Texto citado:
......
O acontecimento que culminou nesse método foi a descoberta da existência da língua sâncrita e suas semelhanças com outros idiomas. Primeiramente com o italiano no séc. XVI, quando Felippo Sassseti, um sábio italiano, identificou semelhanças entre palavras do velho idioma e o seu idioma pátrio. No século seguinte, com as missões jesuíticas na Índia, houve um maior contato com a língua sagrada deste povo, o que ampliou o conhecimento sobre o idioma e os revelou ao mundo ocidental.
Porém, a partir do século XVIII, que os sábios europeus passam a voltar suas vistas para a tão extraordinária descoberta. Foi o Pe. Coeurdoux, respondendo a uma solicitação da Academia Francesa, quem elaborou uma interessantíssima memória, intitulada: “Donde vem a língua sâncrita se ache um tão grande números de palavras que lhe são comuns com o latim o grego, sobretudo com o latim”. Depois Johann Philip Wesdin, publicou a primeira gramática do sânscrito.
Com a ampliação dos domínios ingleses sobre o continente indiano e a fundação da “Sociedade Asiática de Calcutá”, destinado a traduzir e interpretar os principais monumentos literários da Índia, que William Jones dedica-se ao estudo da língua sânscrita em comparação ao grego, latim, e outras. Vejamos o que ele diz em seu famoso discurso em uma conferencia para a sociedade cientifica britânica:
“a língua sânscrita, qualquer que seja a sua antigüidade, tem uma estrutura admirável; mais perfeita que o grego, mais abundante que o latim, mais excelente e refinada que ambos; ainda que mantenha com ambos uma afinidade muito forte, tanto nas raízes dos verbos, como nas sua formas da gramática, e não seria possível considera-la casual; em verdade, tão forte que nenhum lingüista poderia examina-la sem acreditar que eles se tenham originado de uma fonte que não mais exista(...)”.

Porém, a glória da nova ciência estava destinada a Francisco Bopp, sábio lingüista Germânico que formulou o seu “Sistema de conjugação do Sânscrito em comparação com o grego, o latim e o germânico”, e posteriormente inseriu o eslavo, o céltico e o albanês.
......
Tarefa A: Por favor, reproduza novamente, sem nenhuma alteração, as linhas de rótulos abaixo, começando pela linha que contém "One point goes on every instance of the snowboarder" e seguindo até a última dessas linhas.

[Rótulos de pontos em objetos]
......
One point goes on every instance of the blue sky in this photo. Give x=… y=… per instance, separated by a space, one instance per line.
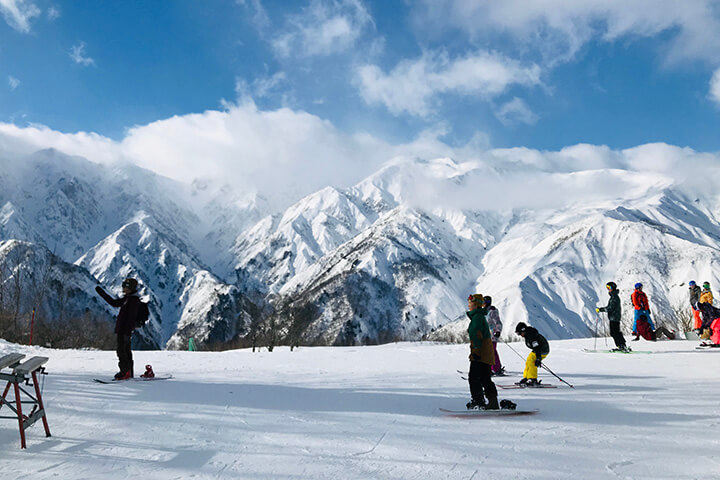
x=434 y=74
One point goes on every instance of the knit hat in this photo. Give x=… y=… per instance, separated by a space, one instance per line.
x=477 y=298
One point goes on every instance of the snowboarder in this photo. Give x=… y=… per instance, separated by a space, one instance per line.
x=129 y=305
x=640 y=303
x=539 y=350
x=481 y=357
x=694 y=292
x=614 y=309
x=646 y=330
x=706 y=294
x=493 y=318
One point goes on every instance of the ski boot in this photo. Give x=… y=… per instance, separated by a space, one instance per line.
x=507 y=405
x=473 y=405
x=148 y=372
......
Tarefa B: Liste todas as pessoas citadas pelo nome no texto sobre o sânscrito e o método comparativo.

Resposta escrita A:
One point goes on every instance of the snowboarder in this photo. Give x=… y=… per instance, separated by a space, one instance per line.
x=129 y=305
x=640 y=303
x=539 y=350
x=481 y=357
x=694 y=292
x=614 y=309
x=646 y=330
x=706 y=294
x=493 y=318
One point goes on every instance of the ski boot in this photo. Give x=… y=… per instance, separated by a space, one instance per line.
x=507 y=405
x=473 y=405
x=148 y=372

Resposta escrita B:
Felippo Sassseti
Pe. Coeurdoux
Johann Philip Wesdin
William Jones
Francisco Bopp